# THE PROBLEM
Starting at the line that contains "as in (581,889).", print every remaining line of the entries, unchanged, and output nothing more.

# Object pointing dataset rows
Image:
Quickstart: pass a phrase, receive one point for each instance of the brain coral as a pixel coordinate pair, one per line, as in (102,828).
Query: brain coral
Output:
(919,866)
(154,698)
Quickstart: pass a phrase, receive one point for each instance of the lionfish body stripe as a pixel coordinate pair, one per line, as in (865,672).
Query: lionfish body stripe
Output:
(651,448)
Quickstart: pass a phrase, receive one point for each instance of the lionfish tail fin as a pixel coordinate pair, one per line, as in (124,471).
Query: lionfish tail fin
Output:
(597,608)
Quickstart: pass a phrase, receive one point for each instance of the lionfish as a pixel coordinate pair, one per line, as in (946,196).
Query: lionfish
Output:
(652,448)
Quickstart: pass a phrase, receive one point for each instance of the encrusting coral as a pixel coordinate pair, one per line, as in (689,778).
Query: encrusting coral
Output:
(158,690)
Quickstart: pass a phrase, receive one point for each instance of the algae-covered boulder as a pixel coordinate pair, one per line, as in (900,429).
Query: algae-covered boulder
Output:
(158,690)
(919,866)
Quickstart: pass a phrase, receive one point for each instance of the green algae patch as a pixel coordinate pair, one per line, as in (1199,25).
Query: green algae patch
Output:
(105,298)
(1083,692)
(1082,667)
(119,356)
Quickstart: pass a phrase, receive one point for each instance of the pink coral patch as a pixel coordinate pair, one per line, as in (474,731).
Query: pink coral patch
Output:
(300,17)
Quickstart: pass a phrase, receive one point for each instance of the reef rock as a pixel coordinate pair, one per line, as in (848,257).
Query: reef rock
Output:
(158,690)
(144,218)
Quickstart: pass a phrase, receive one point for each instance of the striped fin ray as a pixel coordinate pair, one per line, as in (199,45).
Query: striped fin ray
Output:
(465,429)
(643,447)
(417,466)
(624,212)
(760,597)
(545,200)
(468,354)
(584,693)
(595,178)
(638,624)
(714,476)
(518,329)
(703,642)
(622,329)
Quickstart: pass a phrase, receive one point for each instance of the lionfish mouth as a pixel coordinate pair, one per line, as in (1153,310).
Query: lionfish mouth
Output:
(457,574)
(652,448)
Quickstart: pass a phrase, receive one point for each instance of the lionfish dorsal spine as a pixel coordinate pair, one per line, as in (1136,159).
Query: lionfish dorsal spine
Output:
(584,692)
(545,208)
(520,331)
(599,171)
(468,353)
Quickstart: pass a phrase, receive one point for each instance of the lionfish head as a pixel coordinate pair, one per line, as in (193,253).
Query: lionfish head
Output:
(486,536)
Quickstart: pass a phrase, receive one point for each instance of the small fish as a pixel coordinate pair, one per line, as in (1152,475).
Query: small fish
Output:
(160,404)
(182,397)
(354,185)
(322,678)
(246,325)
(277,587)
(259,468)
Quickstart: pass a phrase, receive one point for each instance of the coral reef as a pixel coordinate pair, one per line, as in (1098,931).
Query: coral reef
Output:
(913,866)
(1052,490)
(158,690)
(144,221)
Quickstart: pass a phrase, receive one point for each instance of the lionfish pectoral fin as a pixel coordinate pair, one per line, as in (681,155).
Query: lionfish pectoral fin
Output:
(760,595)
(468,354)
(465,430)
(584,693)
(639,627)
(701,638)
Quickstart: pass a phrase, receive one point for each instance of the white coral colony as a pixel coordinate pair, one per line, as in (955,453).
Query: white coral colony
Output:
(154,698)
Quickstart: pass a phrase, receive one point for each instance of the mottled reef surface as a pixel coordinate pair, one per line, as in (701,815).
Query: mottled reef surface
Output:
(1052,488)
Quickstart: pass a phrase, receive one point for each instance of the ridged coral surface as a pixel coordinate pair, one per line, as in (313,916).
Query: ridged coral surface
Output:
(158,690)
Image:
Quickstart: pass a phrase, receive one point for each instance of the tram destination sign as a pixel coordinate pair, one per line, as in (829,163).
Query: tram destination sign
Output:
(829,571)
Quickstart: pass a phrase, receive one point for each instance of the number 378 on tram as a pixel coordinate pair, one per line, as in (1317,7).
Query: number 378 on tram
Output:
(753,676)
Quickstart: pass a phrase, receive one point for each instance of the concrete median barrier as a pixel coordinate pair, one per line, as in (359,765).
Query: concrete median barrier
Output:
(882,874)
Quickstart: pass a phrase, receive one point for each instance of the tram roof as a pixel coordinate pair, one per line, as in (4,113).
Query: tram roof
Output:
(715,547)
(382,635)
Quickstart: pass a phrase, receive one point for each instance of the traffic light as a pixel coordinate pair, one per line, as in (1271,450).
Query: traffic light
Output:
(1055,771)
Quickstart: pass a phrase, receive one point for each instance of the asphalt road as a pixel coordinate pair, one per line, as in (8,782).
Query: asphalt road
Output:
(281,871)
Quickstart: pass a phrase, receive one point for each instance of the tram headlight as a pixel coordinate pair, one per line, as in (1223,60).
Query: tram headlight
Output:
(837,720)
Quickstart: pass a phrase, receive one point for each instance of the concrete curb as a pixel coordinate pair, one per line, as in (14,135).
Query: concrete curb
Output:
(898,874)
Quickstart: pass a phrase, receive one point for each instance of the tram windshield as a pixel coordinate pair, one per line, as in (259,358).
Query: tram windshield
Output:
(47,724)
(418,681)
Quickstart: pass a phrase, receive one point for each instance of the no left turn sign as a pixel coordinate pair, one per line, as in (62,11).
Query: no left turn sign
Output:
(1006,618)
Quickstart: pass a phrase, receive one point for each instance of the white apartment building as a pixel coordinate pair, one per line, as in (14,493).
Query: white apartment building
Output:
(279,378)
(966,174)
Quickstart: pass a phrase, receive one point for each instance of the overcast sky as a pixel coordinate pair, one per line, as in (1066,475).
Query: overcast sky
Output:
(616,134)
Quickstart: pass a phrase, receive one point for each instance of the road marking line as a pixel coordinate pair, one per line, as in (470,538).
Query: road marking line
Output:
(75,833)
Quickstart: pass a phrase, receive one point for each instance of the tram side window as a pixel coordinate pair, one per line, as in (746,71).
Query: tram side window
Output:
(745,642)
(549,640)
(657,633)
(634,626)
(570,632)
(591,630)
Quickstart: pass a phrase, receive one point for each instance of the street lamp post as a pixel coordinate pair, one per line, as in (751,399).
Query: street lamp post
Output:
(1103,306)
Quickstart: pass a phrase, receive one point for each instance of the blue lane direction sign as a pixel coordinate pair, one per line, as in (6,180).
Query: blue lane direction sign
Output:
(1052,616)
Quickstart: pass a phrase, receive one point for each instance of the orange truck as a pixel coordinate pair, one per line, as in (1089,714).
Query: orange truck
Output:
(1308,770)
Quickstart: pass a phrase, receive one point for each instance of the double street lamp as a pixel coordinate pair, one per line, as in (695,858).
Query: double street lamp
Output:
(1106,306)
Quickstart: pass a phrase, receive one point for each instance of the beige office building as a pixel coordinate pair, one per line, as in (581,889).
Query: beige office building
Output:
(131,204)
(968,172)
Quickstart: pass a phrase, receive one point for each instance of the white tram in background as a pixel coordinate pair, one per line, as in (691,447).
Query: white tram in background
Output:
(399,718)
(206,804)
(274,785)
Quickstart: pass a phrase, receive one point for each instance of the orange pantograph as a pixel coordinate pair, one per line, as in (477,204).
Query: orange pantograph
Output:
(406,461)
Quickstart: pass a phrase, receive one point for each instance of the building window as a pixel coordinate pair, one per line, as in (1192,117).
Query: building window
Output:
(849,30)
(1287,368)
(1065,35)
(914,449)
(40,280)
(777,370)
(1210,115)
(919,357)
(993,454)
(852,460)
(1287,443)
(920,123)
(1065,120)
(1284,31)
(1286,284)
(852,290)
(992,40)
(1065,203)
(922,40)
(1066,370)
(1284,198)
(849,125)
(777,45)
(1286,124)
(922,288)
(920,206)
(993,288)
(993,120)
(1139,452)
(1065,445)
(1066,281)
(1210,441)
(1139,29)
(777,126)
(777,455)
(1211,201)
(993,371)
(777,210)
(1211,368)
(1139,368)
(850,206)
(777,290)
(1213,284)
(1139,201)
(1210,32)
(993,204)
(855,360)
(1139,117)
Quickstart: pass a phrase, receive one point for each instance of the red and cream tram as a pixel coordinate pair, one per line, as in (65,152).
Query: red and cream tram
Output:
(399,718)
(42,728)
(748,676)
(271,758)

# WORKED SOLUTION
Quickstart: pass a phrase, receive one point for each instance of the beige office building as a pixel coordinate pair, one per line, as in (581,889).
Query: beige office building
Output:
(131,204)
(968,172)
Quickstart: pass a phrase, receive one point for each instance of the white tram in background as a pixel coordinate pair, one per line, as in (691,447).
Query: white tram in background
Output:
(399,718)
(206,804)
(274,785)
Quickstart: pass a phrase, receive one point for each instance of the orange pantograph as a pixel coordinate pair, one per line, as in (477,204).
Query: orange pantograph
Output:
(406,461)
Quickstart: pass a phrase, receive one point for each instance of the building window as a pixel coordinate pair, one per line, as in (1192,117).
Query: building window
Output:
(849,30)
(1287,368)
(1065,35)
(914,449)
(40,280)
(777,370)
(1210,115)
(919,357)
(993,454)
(852,460)
(1287,443)
(920,123)
(1065,120)
(1284,31)
(1286,284)
(852,290)
(992,40)
(1065,203)
(922,40)
(1066,370)
(1284,198)
(849,125)
(777,45)
(1286,124)
(922,288)
(920,206)
(993,288)
(993,120)
(1139,452)
(1065,445)
(1066,281)
(1210,441)
(1139,29)
(777,126)
(777,455)
(1211,201)
(993,371)
(777,210)
(1211,368)
(1139,368)
(850,206)
(777,290)
(1213,284)
(1139,201)
(1210,32)
(993,204)
(855,360)
(1139,117)
Quickstart: pass a phrase, receive one point for each instance of the red and cream tram as a pixel coordinate pair, one per line, as in (65,152).
Query: red and cream tram
Output:
(399,718)
(42,728)
(748,676)
(271,758)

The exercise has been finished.